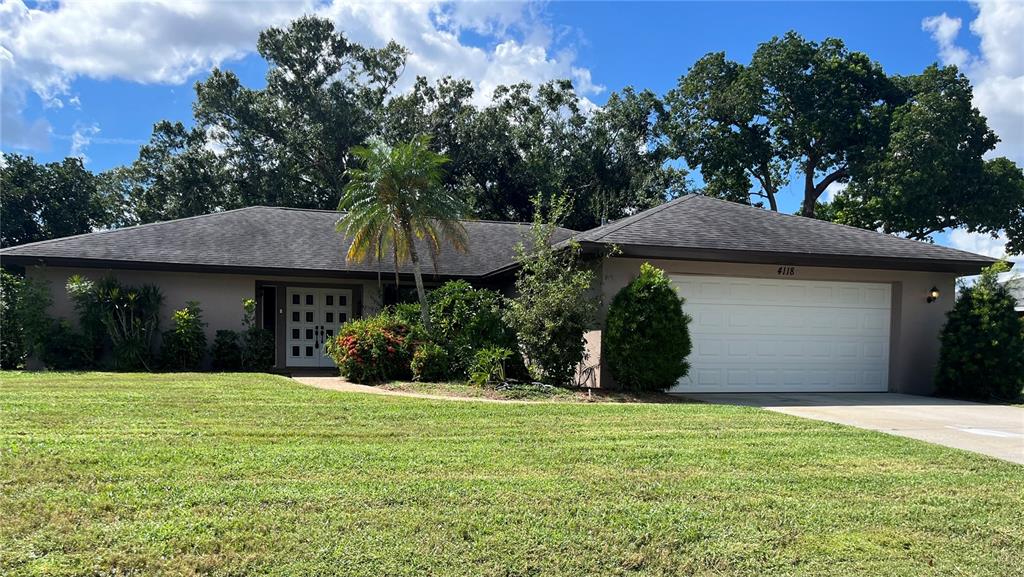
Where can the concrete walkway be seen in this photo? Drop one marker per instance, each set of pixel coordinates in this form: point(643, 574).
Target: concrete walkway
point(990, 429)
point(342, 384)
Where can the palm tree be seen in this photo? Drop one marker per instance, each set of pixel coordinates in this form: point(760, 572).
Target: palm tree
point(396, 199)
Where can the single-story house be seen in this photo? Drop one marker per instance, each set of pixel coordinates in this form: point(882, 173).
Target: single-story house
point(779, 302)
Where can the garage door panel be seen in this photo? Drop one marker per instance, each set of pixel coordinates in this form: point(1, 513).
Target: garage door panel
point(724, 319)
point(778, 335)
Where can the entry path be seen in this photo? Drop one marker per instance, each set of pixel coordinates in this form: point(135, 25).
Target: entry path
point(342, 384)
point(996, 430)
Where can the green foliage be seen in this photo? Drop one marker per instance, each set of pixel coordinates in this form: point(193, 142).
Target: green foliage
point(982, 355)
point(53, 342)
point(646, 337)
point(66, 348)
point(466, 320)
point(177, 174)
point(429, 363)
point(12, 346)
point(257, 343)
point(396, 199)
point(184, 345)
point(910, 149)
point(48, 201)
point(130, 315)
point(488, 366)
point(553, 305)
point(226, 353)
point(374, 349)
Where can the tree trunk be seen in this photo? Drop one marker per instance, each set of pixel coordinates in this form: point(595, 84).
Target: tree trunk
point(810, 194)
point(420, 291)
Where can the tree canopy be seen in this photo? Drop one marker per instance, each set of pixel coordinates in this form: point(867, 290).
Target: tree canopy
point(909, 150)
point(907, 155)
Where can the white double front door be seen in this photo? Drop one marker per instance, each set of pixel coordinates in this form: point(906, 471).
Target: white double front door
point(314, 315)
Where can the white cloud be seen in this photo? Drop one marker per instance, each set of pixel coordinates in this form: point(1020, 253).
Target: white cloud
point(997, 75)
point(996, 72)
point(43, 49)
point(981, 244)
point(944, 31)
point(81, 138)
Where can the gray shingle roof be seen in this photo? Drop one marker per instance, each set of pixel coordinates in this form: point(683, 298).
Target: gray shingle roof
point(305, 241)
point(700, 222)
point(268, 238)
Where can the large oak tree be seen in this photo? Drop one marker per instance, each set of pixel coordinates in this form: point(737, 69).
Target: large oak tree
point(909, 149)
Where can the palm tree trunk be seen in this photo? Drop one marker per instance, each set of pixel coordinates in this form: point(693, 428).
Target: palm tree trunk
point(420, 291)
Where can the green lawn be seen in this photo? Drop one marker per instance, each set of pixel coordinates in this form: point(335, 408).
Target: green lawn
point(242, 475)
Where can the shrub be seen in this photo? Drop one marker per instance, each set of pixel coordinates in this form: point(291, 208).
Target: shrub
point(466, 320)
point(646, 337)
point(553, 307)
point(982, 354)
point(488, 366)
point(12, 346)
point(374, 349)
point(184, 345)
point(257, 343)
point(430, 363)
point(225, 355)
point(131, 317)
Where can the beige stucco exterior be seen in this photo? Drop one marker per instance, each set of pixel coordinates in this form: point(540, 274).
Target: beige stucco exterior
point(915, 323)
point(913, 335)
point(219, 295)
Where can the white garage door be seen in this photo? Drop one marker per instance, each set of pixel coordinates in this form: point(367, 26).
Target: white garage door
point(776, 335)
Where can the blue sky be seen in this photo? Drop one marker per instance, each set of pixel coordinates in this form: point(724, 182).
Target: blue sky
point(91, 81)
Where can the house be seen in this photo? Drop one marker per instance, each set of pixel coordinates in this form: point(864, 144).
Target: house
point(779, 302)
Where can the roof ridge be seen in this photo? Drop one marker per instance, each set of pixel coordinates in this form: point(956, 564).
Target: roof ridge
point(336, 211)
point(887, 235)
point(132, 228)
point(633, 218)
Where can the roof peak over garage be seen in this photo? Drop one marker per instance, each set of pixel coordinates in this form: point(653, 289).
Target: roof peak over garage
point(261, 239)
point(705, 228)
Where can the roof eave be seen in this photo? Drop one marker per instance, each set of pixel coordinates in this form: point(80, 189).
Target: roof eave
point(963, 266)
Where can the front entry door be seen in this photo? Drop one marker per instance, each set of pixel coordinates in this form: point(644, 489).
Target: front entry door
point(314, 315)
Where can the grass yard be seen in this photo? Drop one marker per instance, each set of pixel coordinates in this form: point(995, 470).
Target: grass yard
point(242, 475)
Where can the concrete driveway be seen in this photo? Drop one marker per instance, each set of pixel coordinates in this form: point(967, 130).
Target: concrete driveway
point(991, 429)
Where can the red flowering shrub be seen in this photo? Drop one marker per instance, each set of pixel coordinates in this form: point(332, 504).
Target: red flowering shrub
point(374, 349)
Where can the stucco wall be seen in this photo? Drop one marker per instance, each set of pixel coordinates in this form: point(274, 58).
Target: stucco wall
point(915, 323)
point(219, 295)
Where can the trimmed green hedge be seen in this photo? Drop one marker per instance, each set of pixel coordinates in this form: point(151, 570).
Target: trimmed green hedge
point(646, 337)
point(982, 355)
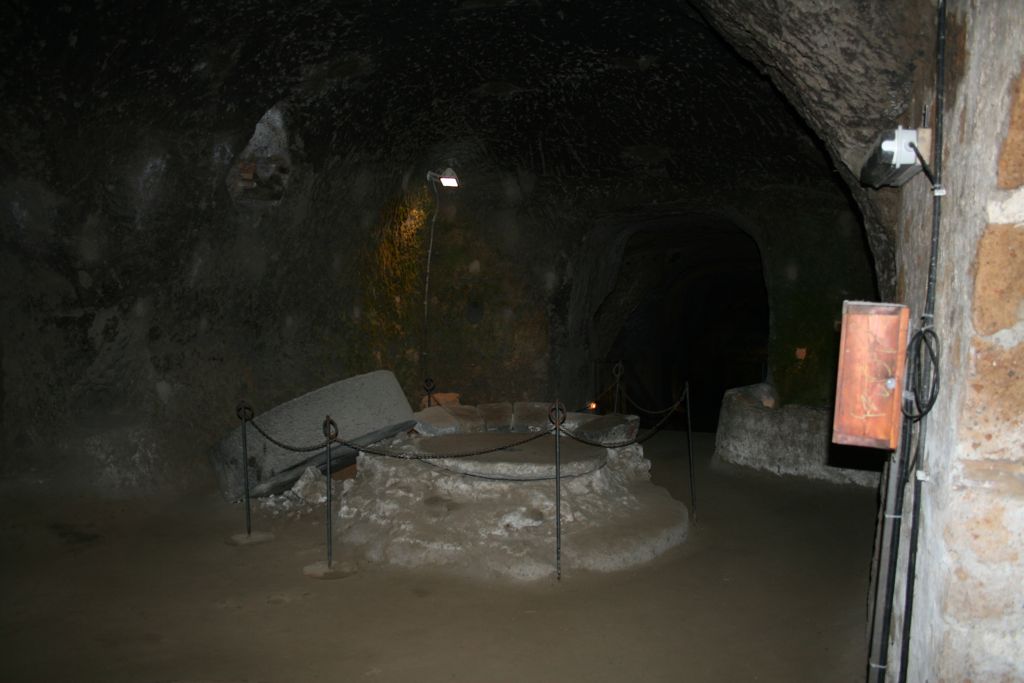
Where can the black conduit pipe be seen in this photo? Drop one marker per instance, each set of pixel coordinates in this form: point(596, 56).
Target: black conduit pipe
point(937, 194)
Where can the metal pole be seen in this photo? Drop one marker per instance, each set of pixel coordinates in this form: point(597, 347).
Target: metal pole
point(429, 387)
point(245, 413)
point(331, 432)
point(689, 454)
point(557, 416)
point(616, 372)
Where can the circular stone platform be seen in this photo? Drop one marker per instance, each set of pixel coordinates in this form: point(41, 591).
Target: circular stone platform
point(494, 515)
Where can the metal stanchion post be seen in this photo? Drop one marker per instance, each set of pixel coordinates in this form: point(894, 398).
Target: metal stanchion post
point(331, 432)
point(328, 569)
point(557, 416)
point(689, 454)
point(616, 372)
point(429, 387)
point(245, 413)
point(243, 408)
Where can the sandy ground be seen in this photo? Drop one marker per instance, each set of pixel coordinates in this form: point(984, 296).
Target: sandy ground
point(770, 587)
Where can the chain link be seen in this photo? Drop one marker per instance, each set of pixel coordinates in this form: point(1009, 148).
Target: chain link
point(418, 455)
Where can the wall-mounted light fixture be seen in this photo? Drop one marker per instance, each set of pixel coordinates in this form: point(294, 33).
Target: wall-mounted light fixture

(Task) Copy out every one of the lines above word for word, leaving out the pictures.

(Solution)
Where can the concrete walkway be seen in this photo? Drop one marker per instance, each set of pixel coordinates in this form: point(643, 574).
Target: concrete walkway
point(990, 429)
point(342, 384)
Where can the palm tree be seen in this photo? Drop one marker per instance, each set of pixel coordinates in this form: point(760, 572).
Target: palm tree
point(396, 199)
Where can the single-story house be seen in this photo? Drop one marker per instance, each set of pixel coordinates in this form: point(882, 173).
Target: single-story house
point(779, 302)
Where can the garage door panel be seen in this photo? Drop one marker per instance, each set of pixel coordinates in this form: point(1, 513).
Target: garage door panel
point(724, 319)
point(778, 335)
Where can the entry path be seen in this photo? Drop one marker per instance, each set of pixel coordinates in this form: point(135, 25).
Target: entry path
point(342, 384)
point(996, 430)
Where can the green foliage be seen in this photo? Drop one marker per instance, each set of pixel coordinates in this form: point(193, 142).
Target: green foliage
point(982, 355)
point(53, 342)
point(646, 337)
point(66, 348)
point(466, 320)
point(177, 174)
point(429, 363)
point(12, 346)
point(257, 343)
point(396, 199)
point(184, 345)
point(910, 149)
point(48, 201)
point(130, 315)
point(488, 366)
point(553, 305)
point(226, 353)
point(374, 349)
Where can the tree trunk be seen in this photo? Drop one marker per instance, each set of pixel coordinates in this form: point(595, 84).
Target: tree trunk
point(810, 194)
point(420, 291)
Where can the tree canopy be seen in this photo? Drop one marker per instance, each set of pixel coordinates in this form: point(867, 290).
Target: tree canopy
point(909, 150)
point(907, 155)
Where can the white double front door be seen in this photo? Drop one marker per instance, each set of pixel coordinates in this form: point(906, 471).
Target: white double front door
point(314, 315)
Where can the white cloud be seen in this photo? Drop one marker per instance, each set of pixel coordinates in this form: point(1020, 253).
Target: white cloud
point(997, 75)
point(996, 72)
point(43, 49)
point(981, 244)
point(944, 31)
point(81, 138)
Where can the gray shingle roof be seen in this photo? Drop one marker per instance, each set of pixel coordinates in this form: point(683, 298).
Target: gray shingle roof
point(305, 241)
point(700, 222)
point(268, 238)
Where can the large oak tree be seen in this photo? Drop one marker per instance, each set of pixel coordinates in this form: point(737, 69).
Target: large oak tree
point(909, 149)
Where can the palm tree trunk be seen in this photo? Drop one marker per instance, each set of pixel coordinates in this form: point(693, 428).
Target: palm tree trunk
point(420, 291)
Where can the green lawn be seen in this photo? Drop one marker per instance, each set of pixel coordinates in this form: point(335, 408).
Target: green lawn
point(242, 475)
Where can the shrub be seen in this photo? Drop one marker per instance, each set of pixel coordinates in this form: point(291, 208).
Target: shrub
point(466, 320)
point(646, 337)
point(553, 307)
point(982, 354)
point(488, 366)
point(12, 346)
point(374, 349)
point(184, 345)
point(257, 343)
point(430, 363)
point(225, 355)
point(131, 317)
Where can the beige stucco exterior be seen in this photo? Drop one marker per instance, each set of pixel coordinates in this form: point(540, 274).
Target: beige stucco exterior
point(915, 323)
point(913, 335)
point(219, 295)
Where can the white garage door be seen in this photo? Drop one marker per instance, each set of pixel coordinates in this form: point(367, 26).
Target: white garage door
point(776, 335)
Where can the blue sky be seen in this photo? Drop one marker per instance, each set of pixel coordinates in this form: point(724, 182).
Target: blue sky
point(91, 81)
Where can the house be seen in this photo? Drop one marker per instance, each set of pixel coordinates in this form: point(864, 144).
Target: house
point(779, 302)
Where can the roof ridge be seen in this photo? Drop one marker per instance, each set of pixel coordinates in this form: point(956, 564).
Target: roof ridge
point(336, 211)
point(887, 235)
point(132, 228)
point(633, 218)
Where can the roof peak over garage be seen in this photo? Drop one marker per instance, each set of pixel coordinates in this form: point(653, 289).
Target: roof peak over garage
point(261, 239)
point(705, 228)
Where can the roof eave be seen in this photo? Drop one marker per instance, each set of pixel coordinates in this form: point(80, 189).
Target: roof eave
point(963, 266)
Where can the front entry door be seen in this photo? Drop one marker per instance, each set of pixel coordinates in this form: point(644, 489).
Target: front entry door
point(314, 315)
Where can the grass yard be seen in this photo? Drop one marker per instance, each set of pixel coordinates in this form: point(995, 470).
Target: grass yard
point(242, 475)
Where can the concrete driveway be seen in this photo? Drop one marker per instance, each set of pixel coordinates in this form: point(967, 130).
Target: concrete driveway
point(991, 429)
Where can the red flowering shrub be seen in this photo? Drop one marker per instance, each set of pixel coordinates in this form: point(332, 504).
Target: red flowering shrub
point(374, 349)
Where can the stucco wall be seen in this photo? Drop one marker per instance, each set of pixel coordinates in this form: point(274, 58).
Target: stucco wall
point(915, 323)
point(219, 295)
Where can the trimmed green hedge be seen in this photo? Drop one marker per instance, each set of pixel coordinates in this form: point(151, 570).
Target: trimmed green hedge
point(646, 337)
point(982, 355)
Where can the black conduit pipe be seen in this photo? Drop one marker per instance, each set of pixel coordinates in this form: point(596, 56).
Target: black conduit pipe
point(937, 194)
Where can the metal pole be seen in this photo? Drop one marker per instance, each set of pixel coordinates in this form: point(597, 347).
Target: metal pole
point(429, 387)
point(245, 413)
point(331, 432)
point(689, 454)
point(557, 416)
point(616, 372)
Where can the circular stone platform be seen in this photo? Drop one marker per instance, each set of pixel coordinates in this form: point(41, 591).
Target: circular stone platform
point(494, 515)
Where can the metal stanchion post be seen in this photo? Drop one marker per instance, each set of pixel coordinates in this form: point(894, 398).
Target: metal stanchion post
point(331, 432)
point(328, 569)
point(557, 416)
point(689, 454)
point(616, 372)
point(429, 387)
point(245, 413)
point(243, 408)
Where can the sandy ground be seen in this photo? Drop one marker per instance, each set of pixel coordinates in this form: point(984, 296).
Target: sandy ground
point(770, 587)
Where can the chain link be seen in this photo? Drop one marker per instance, each set of pixel coordinates in this form: point(1009, 148).
Target: chain link
point(418, 455)
Where can the wall-mounted light fixture be seen in this photo? Drop one marker per instance, each set of pixel coordinates in this form: point(294, 33).
Target: wall-mounted light fixture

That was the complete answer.